**Given exercise 1**
Reproduce the portion of the forum thread that begins with the words "As for the hard" and ends with the words "kof2000 (Mar 16, 2006)".
**Given exercise 2**
In the forum thread, what feedback score is Geoff trying to reach?
**Given exercise 3**
List every username that appears in the forum thread.

**Document**
---+---

As for the hard drive, Newegg shipped out a new one yesterday, so it should be here on friday.  So anyone that is interested in a *Brand New 300GB 16MB hard drive*, ask me soon 

kyllc, what did you offer again?


----------



## kof2000 (Mar 16, 2006)

start selling those .99 cents photos and you'll come flooding with feedbacks again XD.


----------



## Geoff (Mar 16, 2006)

kof2000 said:
			
		

> start selling those .99 cents photos and you'll come flooding with feedbacks again XD.


i was thinking about it... but i really dont want to get suspended again 

So im just buying a few from people, and im trying to get my feedback to at least +10.


----------



## kof2000 (Mar 18, 2006)

i got ur stuff today.


----------



## Geoff (Mar 18, 2006)

kof2000 said:
			
		

> i got ur stuff today.


thats good, hopefully everything works.


----------



## kof2000 (Mar 18, 2006)

well it works but nows theres this wiring job again XD.


----------



## Geoff (Mar 18, 2006)

kof2000 said:
			
		

> well it works but nows theres this wiring job again XD.


thats good news, lol


----------



## kof2000 (Mar 18, 2006)

i think the case forced to use that psu upside down.


----------

---+---

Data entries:
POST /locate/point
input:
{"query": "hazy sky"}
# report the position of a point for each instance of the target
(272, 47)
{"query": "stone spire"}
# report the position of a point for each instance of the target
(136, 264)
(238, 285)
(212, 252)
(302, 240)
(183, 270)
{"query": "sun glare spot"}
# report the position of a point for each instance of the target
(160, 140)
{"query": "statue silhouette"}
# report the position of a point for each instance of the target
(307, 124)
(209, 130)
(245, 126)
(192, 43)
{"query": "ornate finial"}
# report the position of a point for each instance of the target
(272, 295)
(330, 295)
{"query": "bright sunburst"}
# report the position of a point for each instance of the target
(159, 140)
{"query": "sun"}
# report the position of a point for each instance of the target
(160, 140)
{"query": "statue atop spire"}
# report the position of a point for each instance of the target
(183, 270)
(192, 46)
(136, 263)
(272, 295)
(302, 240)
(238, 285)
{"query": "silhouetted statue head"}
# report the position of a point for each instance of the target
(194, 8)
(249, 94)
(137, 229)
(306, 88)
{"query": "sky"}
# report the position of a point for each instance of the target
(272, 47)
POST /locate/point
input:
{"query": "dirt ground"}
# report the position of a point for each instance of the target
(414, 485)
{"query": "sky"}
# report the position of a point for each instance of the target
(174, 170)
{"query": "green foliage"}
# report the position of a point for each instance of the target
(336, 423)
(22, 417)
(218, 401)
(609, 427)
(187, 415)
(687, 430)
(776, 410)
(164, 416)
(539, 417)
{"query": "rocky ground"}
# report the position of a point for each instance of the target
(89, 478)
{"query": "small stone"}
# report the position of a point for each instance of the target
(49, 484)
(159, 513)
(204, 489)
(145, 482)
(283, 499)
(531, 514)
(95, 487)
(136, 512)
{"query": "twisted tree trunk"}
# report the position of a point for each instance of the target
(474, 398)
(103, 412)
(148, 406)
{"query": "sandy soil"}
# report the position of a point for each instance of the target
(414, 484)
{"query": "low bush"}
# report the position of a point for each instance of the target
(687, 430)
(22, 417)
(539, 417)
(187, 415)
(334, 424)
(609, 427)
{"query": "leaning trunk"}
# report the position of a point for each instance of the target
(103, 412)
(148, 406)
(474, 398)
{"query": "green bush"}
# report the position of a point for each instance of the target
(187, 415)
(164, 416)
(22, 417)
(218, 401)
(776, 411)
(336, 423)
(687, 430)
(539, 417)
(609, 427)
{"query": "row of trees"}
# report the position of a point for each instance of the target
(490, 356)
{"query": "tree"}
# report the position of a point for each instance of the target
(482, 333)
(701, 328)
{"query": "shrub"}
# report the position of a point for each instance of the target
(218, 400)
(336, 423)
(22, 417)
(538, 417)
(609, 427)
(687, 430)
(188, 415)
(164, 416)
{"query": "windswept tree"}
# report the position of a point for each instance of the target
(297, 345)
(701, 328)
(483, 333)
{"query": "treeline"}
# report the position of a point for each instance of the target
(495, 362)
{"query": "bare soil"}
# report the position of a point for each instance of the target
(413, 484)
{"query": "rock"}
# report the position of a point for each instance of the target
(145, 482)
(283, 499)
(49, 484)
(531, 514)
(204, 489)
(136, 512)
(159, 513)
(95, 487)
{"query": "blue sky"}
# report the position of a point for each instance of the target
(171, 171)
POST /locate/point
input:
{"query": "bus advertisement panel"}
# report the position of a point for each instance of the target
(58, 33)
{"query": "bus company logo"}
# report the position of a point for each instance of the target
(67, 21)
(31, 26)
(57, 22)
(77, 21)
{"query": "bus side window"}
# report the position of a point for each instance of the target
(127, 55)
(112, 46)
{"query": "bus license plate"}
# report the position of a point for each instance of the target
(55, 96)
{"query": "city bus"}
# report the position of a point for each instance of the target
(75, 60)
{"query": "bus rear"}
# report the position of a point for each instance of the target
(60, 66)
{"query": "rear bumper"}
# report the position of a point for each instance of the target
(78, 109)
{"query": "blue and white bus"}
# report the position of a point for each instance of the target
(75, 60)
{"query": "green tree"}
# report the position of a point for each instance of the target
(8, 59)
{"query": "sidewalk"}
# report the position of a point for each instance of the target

---+---

**Final result 1**
As for the hard drive, Newegg shipped out a new one yesterday, so it should be here on friday.  So anyone that is interested in a *Brand New 300GB 16MB hard drive*, ask me soon 

kyllc, what did you offer again?


----------



## kof2000 (Mar 16, 2006)

**Final result 2**
At least +10.

**Final result 3**
kyllc, kof2000, Geoff